On-line version ISSN 2078-516X
Print version ISSN 1015-5163

SA J. Sports Med. vol.29 n.1 Bloemfontein  2017

http://dx.doi.org/10.17159/2078-516x/2017/v29i0a1471 

ORIGINAL RESEARCH

 

The prevalence, risk factors predicting injury and the severity of injuries sustained during competition in professional mixed martial arts in Africa

 

 

S VenterI; D C Janse Van RensburgII; L FletcherIV; C C GrantV

IMSc. Section Sports Medicine, Faculty of Health Science, University of Pretoria, Pretoria, South Africa
IIMD Section Sports Medicine, Faculty of Health Science, University of Pretoria, Pretoria, South Africa
IIIInstitute for Sports Research, University of Pretoria, Pretoria, South Africa
IVPhD. Department of Statistics, Faculty of Natural & Agricultural Sciences, University of Pretoria, Pretoria, South Africa
VPhD. Section Sports Medicine, Faculty of Health Science, University of Pretoria, Pretoria, South Africa

Correspondence

 

 


ABSTRACT

BACKGROUND: Professional mixed martial arts (MMA) has gained international popularity. No African-based studies have reported the prevalence or severity of injuries, risk factors associated with injuries or return-to-play (RTP) time.
OBJECTIVES: To determine the prevalence of injuries and associated risk factors, as well as severity of injuries sustained by professional male MMA athletes competing at the Extreme Fighting Championships Africa (EFC Africa) from 2010 to 2014.
METHODS: Permission to do the study and the medical records of all professional events (2010 - 2014) were obtained from EFC Africa. Data were obtained from 173 male competitors aged 18 to 44 years, who had participated in 300 professional MMA fights. Results from this prospective cohort study were compared to a similar study done in the United States of America (USA). An injury was defined as any damage to an athlete's body that needed the attention of the ringside physician. Statistical analyses included descriptive statistics and a stepwise logistic regression. Odds of an injury were predicted with six independent variables: fight outcome, age, weight division, number of fights, injuries in the preceding fight and years of fighter experience.
RESULTS: Head, face and neck injuries were most common (22%), followed by traumatic brain injuries (knockouts) (6%). Losing a fight was a significant predictor of injury when using the stepwise logistic regression model (p=0.040). The odds ratio indicated that a preceding fight injury almost doubled the risk of injury in the following fight (OR 1.91; p= 0.163). Traumatic brain injuries (TBIs) in this study of African-based competitions (6%) were substantially higher than reported in the American study (1.8%).
CONCLUSION: Head, neck and face injuries are common in African fighters. The high rate of TBIs in African competition compared to the USA study is concerning. This could reflect superior refereeing in the USA group, as fights may be ended sooner by stoppage. Further investigation of injury trends and preventative measures should be studied to reduce the incidence of injuries during African competitions.

Keywords: mixed martial arts, concussion; return-to-play.
━━━
Brief:
From the mixed martial arts injury abstract, reproduce word for word the part between "Correspondence" and "return-to-play (RTP) time.", inclusive.

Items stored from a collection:
━━━
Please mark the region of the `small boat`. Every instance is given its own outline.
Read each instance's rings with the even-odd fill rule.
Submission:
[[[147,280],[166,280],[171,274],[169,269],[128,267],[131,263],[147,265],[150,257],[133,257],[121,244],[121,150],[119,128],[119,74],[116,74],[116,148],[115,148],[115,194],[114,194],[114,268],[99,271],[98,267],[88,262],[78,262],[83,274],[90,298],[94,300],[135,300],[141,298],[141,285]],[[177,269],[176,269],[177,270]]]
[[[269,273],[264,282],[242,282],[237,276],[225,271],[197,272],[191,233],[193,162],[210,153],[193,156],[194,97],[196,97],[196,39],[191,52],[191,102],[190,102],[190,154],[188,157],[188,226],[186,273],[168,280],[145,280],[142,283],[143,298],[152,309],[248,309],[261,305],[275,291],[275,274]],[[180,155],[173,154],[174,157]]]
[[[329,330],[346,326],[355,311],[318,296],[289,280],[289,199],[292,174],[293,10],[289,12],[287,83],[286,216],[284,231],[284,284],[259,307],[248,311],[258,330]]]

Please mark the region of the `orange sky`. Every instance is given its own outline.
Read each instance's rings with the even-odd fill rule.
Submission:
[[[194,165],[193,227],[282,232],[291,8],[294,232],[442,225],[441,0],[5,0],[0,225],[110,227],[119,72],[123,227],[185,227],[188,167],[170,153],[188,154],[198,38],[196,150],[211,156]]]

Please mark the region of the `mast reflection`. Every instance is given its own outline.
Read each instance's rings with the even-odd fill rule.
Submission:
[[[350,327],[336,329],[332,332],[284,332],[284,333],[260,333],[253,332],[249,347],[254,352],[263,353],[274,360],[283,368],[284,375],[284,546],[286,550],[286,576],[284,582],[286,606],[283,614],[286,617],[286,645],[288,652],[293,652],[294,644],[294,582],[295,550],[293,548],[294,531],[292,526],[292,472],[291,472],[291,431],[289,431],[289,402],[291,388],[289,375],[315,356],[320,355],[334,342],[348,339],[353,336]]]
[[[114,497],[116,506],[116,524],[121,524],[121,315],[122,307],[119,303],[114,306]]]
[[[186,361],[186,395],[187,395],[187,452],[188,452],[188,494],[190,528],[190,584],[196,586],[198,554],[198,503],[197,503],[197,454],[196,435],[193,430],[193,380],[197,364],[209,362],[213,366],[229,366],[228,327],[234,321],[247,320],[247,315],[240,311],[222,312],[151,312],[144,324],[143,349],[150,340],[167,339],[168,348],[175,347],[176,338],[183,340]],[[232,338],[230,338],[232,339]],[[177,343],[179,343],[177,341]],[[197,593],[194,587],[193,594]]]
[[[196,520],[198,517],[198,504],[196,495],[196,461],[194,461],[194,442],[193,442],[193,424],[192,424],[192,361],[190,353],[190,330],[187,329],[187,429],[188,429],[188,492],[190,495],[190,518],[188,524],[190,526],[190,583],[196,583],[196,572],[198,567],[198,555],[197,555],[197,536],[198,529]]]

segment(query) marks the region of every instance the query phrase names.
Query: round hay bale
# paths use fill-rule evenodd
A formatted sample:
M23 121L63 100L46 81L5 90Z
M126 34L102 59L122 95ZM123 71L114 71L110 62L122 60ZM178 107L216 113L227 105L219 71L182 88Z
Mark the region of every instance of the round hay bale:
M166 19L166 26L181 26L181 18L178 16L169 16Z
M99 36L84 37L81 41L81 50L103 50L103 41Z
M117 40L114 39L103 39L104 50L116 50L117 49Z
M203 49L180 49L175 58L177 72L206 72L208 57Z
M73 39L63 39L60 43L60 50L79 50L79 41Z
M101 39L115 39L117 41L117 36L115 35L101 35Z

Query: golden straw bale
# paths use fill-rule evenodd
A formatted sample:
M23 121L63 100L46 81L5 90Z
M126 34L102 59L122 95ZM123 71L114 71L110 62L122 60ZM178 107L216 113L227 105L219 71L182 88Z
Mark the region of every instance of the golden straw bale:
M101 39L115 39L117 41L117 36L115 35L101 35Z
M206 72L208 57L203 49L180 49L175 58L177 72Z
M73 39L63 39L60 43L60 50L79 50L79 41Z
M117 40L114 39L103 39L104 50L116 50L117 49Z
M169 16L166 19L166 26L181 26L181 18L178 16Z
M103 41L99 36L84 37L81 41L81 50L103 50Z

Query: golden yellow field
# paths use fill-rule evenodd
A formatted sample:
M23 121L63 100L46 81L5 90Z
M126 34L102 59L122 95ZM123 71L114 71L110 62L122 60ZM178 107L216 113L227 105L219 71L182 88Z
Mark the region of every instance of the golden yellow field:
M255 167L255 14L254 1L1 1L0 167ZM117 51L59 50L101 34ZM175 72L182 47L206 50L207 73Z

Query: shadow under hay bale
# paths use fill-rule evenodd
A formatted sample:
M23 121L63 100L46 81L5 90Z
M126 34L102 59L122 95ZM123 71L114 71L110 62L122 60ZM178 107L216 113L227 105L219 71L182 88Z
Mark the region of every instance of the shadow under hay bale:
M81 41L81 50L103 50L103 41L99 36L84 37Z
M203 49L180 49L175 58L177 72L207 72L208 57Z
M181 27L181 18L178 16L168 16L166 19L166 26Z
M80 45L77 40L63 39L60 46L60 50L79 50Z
━━━
Solution:
Correspondence

 

 


ABSTRACT

BACKGROUND: Professional mixed martial arts (MMA) has gained international popularity. No African-based studies have reported the prevalence or severity of injuries, risk factors associated with injuries or return-to-play (RTP) time.